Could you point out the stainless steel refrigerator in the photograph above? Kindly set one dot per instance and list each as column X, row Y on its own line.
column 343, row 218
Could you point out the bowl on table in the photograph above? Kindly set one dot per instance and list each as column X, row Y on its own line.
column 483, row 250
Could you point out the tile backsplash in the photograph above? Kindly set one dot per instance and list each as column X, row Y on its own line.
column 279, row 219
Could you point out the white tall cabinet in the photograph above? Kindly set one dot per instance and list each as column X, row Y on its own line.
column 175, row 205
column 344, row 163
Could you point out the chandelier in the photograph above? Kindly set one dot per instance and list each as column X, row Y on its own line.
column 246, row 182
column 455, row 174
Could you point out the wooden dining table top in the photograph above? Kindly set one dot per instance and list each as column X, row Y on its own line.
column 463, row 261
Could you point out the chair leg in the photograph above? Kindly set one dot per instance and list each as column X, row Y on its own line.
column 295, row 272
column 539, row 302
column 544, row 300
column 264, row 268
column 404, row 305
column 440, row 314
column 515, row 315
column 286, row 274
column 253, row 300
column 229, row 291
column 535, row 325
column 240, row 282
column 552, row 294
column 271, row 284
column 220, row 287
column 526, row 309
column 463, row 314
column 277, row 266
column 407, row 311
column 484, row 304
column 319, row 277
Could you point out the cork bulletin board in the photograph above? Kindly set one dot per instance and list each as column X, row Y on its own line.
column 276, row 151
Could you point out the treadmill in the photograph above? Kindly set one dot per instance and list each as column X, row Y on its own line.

____

§ **ASSIGNMENT**: Output all of the records above exactly as they appear.

§ **EXPECTED ANSWER**:
Could you point out the stainless steel refrigerator in the photograph above? Kindly set one dot per instance and list each as column X, row Y on its own line.
column 343, row 218
Could you point out the bowl on table in the photograph above? Kindly set one dot per instance and list each as column X, row Y on its own line.
column 483, row 250
Could you point out the tile backsplash in the photograph above? Kindly set one dot per instance and list each as column X, row Y on its own line.
column 279, row 219
Could you point out the white tall cabinet in the photograph above? Kindly set one dot per instance and list each as column X, row Y on its own line.
column 175, row 205
column 344, row 163
Could you point out the chandelier in the photograph above? Kindly set one dot per instance and list each as column X, row Y on its own line.
column 246, row 182
column 455, row 174
Could you point out the wooden dining table top in the photograph above? Kindly set one dot per instance and list each as column X, row Y on its own line.
column 463, row 261
Could you point out the chair leg in the photograph above? Kindly set one dot per instance and list each as column X, row Y on its own line.
column 295, row 272
column 539, row 302
column 544, row 300
column 264, row 268
column 404, row 305
column 440, row 314
column 515, row 315
column 286, row 274
column 253, row 300
column 229, row 291
column 535, row 325
column 240, row 282
column 552, row 294
column 271, row 284
column 220, row 287
column 526, row 309
column 463, row 314
column 277, row 266
column 407, row 311
column 484, row 304
column 319, row 277
Could you point out the cork bulletin board in the photograph above? Kindly set one dot per instance and list each as column X, row Y on its own line.
column 276, row 151
Could you point out the treadmill in the photograph above? Kindly set one dot per instance and list each as column X, row Y on its own line.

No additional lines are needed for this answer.